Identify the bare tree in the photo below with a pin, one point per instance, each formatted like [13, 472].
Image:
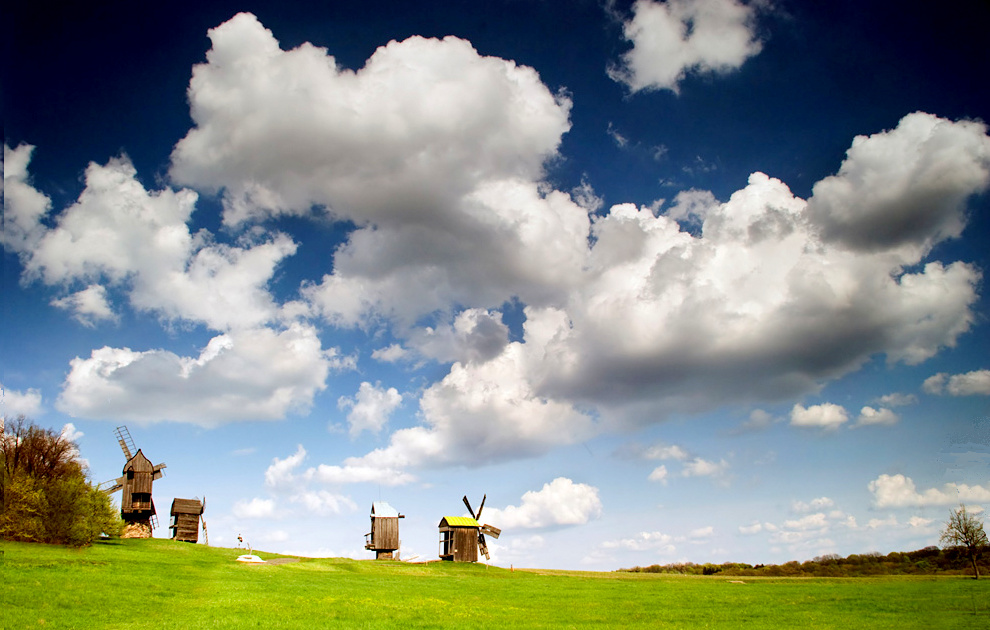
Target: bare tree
[965, 530]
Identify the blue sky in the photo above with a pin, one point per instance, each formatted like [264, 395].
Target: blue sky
[685, 281]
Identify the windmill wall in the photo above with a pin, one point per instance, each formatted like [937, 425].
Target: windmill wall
[458, 543]
[185, 520]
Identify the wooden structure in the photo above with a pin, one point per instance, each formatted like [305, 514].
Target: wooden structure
[461, 537]
[383, 538]
[185, 515]
[136, 504]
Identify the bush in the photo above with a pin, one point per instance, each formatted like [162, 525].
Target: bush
[46, 496]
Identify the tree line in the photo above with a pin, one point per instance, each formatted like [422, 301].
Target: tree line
[964, 550]
[45, 492]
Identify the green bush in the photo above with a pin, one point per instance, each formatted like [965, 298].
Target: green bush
[46, 496]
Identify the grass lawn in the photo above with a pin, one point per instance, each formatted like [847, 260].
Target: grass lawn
[162, 584]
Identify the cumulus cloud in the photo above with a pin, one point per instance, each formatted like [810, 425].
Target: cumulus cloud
[699, 467]
[818, 504]
[904, 188]
[893, 491]
[897, 399]
[973, 383]
[659, 474]
[560, 503]
[671, 39]
[15, 403]
[123, 235]
[643, 541]
[370, 407]
[869, 416]
[259, 374]
[825, 416]
[89, 306]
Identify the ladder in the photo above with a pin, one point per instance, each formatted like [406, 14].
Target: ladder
[125, 441]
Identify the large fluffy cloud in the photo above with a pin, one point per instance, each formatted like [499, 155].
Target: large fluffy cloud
[905, 187]
[433, 150]
[671, 39]
[559, 503]
[123, 235]
[255, 374]
[425, 120]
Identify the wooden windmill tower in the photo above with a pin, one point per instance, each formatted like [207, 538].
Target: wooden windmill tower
[384, 535]
[185, 515]
[136, 505]
[461, 537]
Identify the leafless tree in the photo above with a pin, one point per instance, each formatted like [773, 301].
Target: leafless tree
[965, 530]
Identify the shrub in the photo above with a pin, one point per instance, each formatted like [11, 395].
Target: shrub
[45, 492]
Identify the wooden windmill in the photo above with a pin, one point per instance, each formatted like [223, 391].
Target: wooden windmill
[461, 538]
[384, 535]
[136, 506]
[185, 522]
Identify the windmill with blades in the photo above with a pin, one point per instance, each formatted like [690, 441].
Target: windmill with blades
[136, 506]
[186, 515]
[461, 538]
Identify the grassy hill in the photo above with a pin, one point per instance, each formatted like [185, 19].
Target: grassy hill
[162, 584]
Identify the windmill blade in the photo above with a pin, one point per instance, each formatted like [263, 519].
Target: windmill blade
[494, 532]
[109, 487]
[157, 473]
[125, 441]
[483, 546]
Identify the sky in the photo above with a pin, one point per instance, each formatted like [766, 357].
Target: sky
[700, 280]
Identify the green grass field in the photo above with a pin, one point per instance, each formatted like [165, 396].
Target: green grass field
[161, 584]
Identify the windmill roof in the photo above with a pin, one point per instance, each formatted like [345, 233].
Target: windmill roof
[380, 508]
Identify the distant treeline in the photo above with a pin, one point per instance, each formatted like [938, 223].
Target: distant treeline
[927, 561]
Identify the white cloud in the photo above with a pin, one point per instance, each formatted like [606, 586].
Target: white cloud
[89, 306]
[323, 502]
[702, 532]
[353, 471]
[972, 383]
[817, 521]
[242, 375]
[23, 205]
[666, 451]
[821, 503]
[671, 39]
[882, 416]
[71, 433]
[255, 508]
[390, 354]
[126, 236]
[423, 120]
[699, 467]
[475, 335]
[643, 541]
[14, 403]
[935, 384]
[898, 399]
[370, 408]
[893, 491]
[659, 474]
[559, 503]
[825, 416]
[906, 188]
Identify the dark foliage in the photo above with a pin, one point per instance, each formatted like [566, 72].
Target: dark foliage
[44, 492]
[927, 561]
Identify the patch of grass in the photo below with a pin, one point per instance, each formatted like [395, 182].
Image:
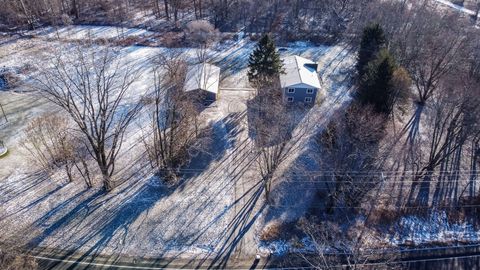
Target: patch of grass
[6, 154]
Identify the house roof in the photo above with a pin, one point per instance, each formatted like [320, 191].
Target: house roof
[299, 70]
[202, 76]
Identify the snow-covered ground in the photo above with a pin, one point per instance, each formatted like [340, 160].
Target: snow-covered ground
[457, 7]
[214, 209]
[84, 32]
[432, 229]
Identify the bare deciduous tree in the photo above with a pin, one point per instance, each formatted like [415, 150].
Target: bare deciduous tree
[92, 88]
[174, 113]
[201, 33]
[49, 143]
[349, 149]
[276, 132]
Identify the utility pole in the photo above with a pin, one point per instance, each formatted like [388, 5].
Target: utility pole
[3, 112]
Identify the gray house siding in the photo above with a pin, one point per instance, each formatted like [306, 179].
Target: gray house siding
[299, 95]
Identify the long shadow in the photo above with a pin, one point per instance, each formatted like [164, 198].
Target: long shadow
[64, 220]
[119, 222]
[271, 126]
[413, 125]
[237, 229]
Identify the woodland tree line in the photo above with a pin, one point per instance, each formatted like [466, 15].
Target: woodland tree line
[414, 62]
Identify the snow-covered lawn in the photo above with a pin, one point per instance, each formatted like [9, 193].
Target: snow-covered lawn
[216, 207]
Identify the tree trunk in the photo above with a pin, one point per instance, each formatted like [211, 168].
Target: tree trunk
[167, 14]
[75, 9]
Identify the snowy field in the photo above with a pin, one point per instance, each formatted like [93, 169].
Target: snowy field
[216, 210]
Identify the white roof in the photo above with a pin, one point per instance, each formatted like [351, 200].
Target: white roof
[297, 72]
[202, 76]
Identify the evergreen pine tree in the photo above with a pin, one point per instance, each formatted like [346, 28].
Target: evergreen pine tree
[264, 62]
[373, 40]
[376, 86]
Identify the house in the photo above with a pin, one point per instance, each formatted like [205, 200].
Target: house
[300, 81]
[202, 79]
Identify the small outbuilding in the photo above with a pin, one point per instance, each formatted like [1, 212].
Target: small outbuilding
[300, 81]
[202, 80]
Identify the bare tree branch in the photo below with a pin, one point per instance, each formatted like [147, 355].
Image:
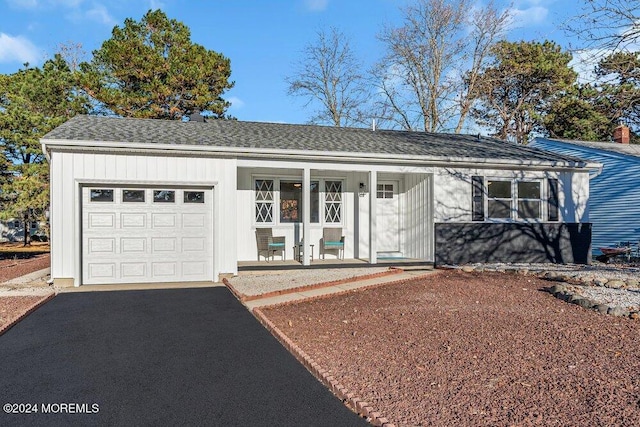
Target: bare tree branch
[328, 75]
[607, 25]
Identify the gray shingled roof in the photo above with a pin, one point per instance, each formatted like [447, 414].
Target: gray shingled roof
[287, 137]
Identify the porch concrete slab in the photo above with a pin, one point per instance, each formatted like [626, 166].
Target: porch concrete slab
[334, 289]
[253, 283]
[279, 299]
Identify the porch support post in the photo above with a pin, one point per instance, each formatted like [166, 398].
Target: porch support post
[306, 215]
[373, 229]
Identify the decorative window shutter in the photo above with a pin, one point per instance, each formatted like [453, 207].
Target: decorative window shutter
[553, 200]
[477, 203]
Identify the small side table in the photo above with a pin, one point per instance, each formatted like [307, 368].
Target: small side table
[298, 249]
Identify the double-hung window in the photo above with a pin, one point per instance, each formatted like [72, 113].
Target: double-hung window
[529, 200]
[499, 199]
[509, 199]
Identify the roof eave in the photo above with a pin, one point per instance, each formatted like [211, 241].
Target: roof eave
[112, 146]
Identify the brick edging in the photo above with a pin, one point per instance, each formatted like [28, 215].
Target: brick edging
[37, 305]
[233, 290]
[244, 298]
[356, 404]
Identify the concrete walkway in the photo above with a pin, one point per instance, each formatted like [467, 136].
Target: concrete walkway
[299, 295]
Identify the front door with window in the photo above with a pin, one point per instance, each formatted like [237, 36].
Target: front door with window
[388, 216]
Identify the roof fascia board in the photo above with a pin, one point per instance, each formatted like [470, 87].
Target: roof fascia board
[253, 152]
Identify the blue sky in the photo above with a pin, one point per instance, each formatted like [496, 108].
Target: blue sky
[263, 38]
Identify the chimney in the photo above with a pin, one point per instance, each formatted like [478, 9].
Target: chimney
[621, 134]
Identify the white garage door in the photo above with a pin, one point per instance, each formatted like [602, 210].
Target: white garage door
[138, 235]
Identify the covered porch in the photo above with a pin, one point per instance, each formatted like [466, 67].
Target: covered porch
[383, 214]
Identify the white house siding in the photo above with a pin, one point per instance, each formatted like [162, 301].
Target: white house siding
[418, 241]
[247, 248]
[615, 192]
[71, 170]
[452, 192]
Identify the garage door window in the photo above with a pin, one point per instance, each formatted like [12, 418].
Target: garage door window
[101, 195]
[133, 196]
[164, 196]
[194, 196]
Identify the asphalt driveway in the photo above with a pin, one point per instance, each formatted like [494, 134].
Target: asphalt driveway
[161, 357]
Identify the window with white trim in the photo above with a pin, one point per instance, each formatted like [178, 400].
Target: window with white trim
[333, 202]
[514, 199]
[264, 201]
[529, 200]
[499, 198]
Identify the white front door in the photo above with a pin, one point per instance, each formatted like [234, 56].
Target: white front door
[388, 214]
[138, 235]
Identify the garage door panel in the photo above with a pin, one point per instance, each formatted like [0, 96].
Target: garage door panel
[164, 269]
[190, 268]
[164, 220]
[134, 220]
[137, 242]
[193, 220]
[191, 244]
[133, 270]
[102, 270]
[102, 220]
[163, 244]
[133, 245]
[102, 245]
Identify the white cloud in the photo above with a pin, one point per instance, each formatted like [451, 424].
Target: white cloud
[17, 49]
[100, 14]
[316, 5]
[236, 103]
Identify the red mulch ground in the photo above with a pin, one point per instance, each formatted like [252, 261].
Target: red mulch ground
[470, 349]
[12, 307]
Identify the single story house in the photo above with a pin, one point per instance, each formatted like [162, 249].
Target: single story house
[615, 191]
[140, 200]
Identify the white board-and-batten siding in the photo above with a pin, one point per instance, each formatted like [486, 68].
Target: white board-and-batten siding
[614, 194]
[69, 171]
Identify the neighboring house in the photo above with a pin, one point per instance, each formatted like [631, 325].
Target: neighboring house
[138, 200]
[615, 192]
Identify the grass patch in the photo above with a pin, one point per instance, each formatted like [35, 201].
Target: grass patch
[17, 249]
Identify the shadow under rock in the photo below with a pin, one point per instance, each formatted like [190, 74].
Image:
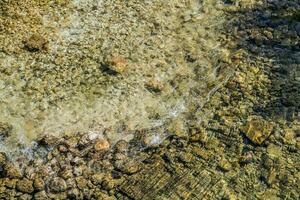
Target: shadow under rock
[272, 31]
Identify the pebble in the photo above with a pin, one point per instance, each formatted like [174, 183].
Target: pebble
[274, 151]
[101, 144]
[11, 171]
[97, 178]
[39, 184]
[81, 182]
[36, 43]
[40, 195]
[257, 129]
[3, 158]
[25, 186]
[117, 64]
[5, 129]
[58, 185]
[200, 152]
[225, 165]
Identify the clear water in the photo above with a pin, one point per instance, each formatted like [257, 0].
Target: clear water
[175, 46]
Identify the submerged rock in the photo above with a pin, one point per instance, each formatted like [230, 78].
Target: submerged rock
[5, 129]
[25, 186]
[257, 129]
[11, 171]
[39, 184]
[101, 144]
[58, 185]
[116, 64]
[36, 43]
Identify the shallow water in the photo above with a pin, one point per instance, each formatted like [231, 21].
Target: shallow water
[174, 61]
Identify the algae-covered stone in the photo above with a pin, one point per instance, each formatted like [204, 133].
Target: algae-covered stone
[225, 165]
[257, 129]
[42, 195]
[25, 186]
[97, 178]
[3, 158]
[36, 43]
[116, 63]
[81, 182]
[58, 185]
[39, 184]
[5, 129]
[11, 171]
[101, 144]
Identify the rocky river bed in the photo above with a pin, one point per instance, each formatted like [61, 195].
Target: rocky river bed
[166, 100]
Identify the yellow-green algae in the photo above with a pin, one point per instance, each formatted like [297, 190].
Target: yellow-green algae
[65, 88]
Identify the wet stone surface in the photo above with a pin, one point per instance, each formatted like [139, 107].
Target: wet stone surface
[246, 145]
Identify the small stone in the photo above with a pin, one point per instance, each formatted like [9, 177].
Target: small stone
[49, 140]
[121, 146]
[25, 197]
[199, 137]
[108, 184]
[128, 167]
[200, 152]
[10, 183]
[77, 171]
[101, 144]
[116, 64]
[271, 177]
[81, 182]
[39, 184]
[40, 195]
[11, 171]
[289, 136]
[74, 194]
[257, 130]
[247, 158]
[5, 129]
[3, 158]
[274, 151]
[62, 149]
[36, 43]
[154, 86]
[25, 186]
[225, 165]
[67, 173]
[58, 185]
[97, 178]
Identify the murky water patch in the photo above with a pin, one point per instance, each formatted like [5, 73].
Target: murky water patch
[173, 55]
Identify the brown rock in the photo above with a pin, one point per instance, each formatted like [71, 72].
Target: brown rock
[81, 182]
[11, 171]
[257, 129]
[10, 183]
[101, 144]
[40, 195]
[97, 178]
[200, 152]
[5, 129]
[36, 43]
[3, 158]
[39, 184]
[117, 64]
[58, 185]
[25, 186]
[108, 183]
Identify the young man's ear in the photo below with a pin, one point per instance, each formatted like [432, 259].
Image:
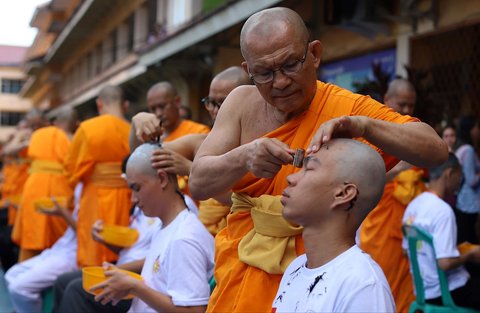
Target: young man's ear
[344, 195]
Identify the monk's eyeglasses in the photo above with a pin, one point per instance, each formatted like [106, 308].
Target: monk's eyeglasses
[211, 104]
[289, 68]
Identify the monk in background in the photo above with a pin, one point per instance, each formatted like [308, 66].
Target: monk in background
[47, 149]
[177, 155]
[381, 232]
[95, 157]
[250, 150]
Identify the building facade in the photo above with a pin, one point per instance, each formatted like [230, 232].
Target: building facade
[83, 45]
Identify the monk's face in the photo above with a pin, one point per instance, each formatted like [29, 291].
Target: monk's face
[403, 101]
[144, 191]
[165, 107]
[293, 64]
[311, 190]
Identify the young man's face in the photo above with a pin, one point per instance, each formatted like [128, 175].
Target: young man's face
[145, 189]
[311, 190]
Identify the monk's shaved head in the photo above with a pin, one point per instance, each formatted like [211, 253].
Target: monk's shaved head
[163, 86]
[273, 22]
[359, 164]
[234, 74]
[140, 160]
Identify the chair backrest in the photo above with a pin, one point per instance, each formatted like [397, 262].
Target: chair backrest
[415, 235]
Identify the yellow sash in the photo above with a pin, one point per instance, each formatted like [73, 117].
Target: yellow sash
[270, 245]
[49, 167]
[108, 175]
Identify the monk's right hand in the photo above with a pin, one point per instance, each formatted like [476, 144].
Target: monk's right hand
[97, 228]
[266, 157]
[147, 126]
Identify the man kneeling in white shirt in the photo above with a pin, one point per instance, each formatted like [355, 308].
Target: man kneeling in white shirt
[330, 197]
[179, 263]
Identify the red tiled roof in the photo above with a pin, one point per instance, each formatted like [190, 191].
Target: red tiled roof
[12, 55]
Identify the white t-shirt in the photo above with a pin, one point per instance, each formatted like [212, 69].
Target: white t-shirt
[179, 263]
[146, 227]
[429, 212]
[352, 282]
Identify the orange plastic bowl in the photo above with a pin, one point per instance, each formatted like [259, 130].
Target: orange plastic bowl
[47, 204]
[93, 275]
[119, 236]
[465, 247]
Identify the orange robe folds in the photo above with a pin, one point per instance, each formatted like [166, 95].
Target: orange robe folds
[47, 149]
[244, 288]
[98, 149]
[187, 127]
[19, 175]
[381, 234]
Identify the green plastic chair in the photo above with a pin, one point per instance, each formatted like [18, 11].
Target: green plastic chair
[415, 235]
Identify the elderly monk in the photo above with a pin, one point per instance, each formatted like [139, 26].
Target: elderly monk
[252, 142]
[381, 232]
[98, 148]
[47, 150]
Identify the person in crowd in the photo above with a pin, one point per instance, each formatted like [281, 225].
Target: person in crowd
[163, 103]
[47, 149]
[28, 279]
[381, 232]
[431, 213]
[179, 263]
[251, 146]
[336, 188]
[94, 158]
[449, 135]
[468, 199]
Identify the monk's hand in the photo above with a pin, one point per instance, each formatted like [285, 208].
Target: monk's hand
[266, 157]
[117, 286]
[171, 162]
[97, 228]
[340, 127]
[147, 126]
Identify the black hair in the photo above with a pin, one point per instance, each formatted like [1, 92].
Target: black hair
[437, 171]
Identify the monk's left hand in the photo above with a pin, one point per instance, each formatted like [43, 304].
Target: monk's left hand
[171, 162]
[340, 127]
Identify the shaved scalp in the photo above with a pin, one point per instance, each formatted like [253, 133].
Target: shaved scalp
[140, 159]
[277, 21]
[359, 164]
[399, 84]
[111, 95]
[167, 86]
[234, 74]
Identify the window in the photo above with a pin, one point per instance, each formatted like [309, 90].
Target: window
[10, 118]
[11, 85]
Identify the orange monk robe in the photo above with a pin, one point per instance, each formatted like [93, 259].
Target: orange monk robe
[19, 176]
[244, 288]
[8, 172]
[381, 235]
[47, 150]
[186, 127]
[98, 148]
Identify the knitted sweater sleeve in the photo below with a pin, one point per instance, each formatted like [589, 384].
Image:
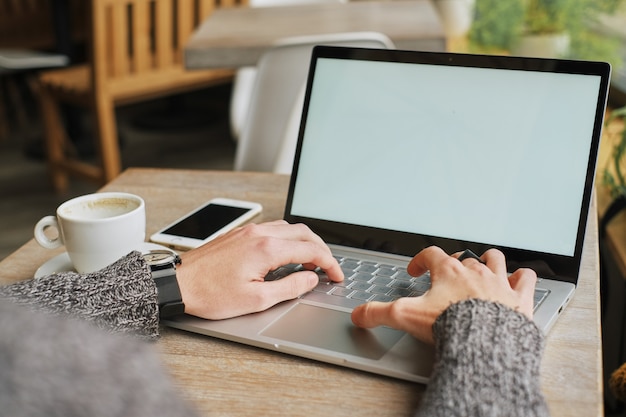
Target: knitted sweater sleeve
[487, 363]
[121, 297]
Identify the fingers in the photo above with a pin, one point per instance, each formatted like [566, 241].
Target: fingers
——
__To do__
Take the line with "Identify the green plastic" as the first line and the last line of the records above as the final one; reproduce exactly the lines between them, both included, without pictures.

__Task response__
Identify the green plastic chair in the photo above with a pin, one point per instance, each formatted like [18, 11].
Target: green plastic chair
[415, 235]
Identify the elderly monk in the photo above with a pin, one point per instance, each formatted like [139, 26].
Target: elderly monk
[252, 142]
[381, 232]
[98, 148]
[47, 150]
Identify the person in crowd in the photo above with a pin, one point per instance, each formatted like [281, 225].
Target: person in crowd
[163, 103]
[47, 149]
[28, 279]
[381, 232]
[431, 213]
[179, 263]
[251, 146]
[336, 188]
[94, 158]
[449, 135]
[468, 199]
Identify the monk's hand in the photo above with a pin, one point per instance, each formatted like [285, 208].
Target: monk's hand
[266, 157]
[117, 286]
[171, 162]
[97, 228]
[340, 127]
[147, 126]
Identify the black hair in the photo above with a pin, one point per instance, each formatted like [1, 92].
Target: black hair
[437, 171]
Identify the monk's left hand in the photo above with a pin, one point per instance, each formatted like [43, 304].
Target: monk's left hand
[171, 162]
[340, 127]
Identify the shaved scalp in the photo above with a pin, one point per instance, each formatted like [253, 133].
Target: shaved scalp
[140, 159]
[277, 21]
[359, 164]
[399, 84]
[111, 95]
[167, 86]
[234, 74]
Identify the window in the photo above with a pin, one point per instance, each formatted like [309, 90].
Target: window
[10, 118]
[11, 85]
Identify the orange monk robe in the photo above with a pin, one point per instance, each formatted like [93, 259].
Target: orange monk robe
[19, 176]
[244, 288]
[8, 172]
[381, 235]
[47, 150]
[186, 127]
[98, 148]
Identify the knitted sweater sleeve in the photo below with a pin, one point per instance, each formatted like [589, 384].
Image:
Target: knitted sweater sleeve
[487, 363]
[121, 297]
Identify the fingers in the photo above with a pin, one point per instance, each formatted like [566, 241].
Target: fingers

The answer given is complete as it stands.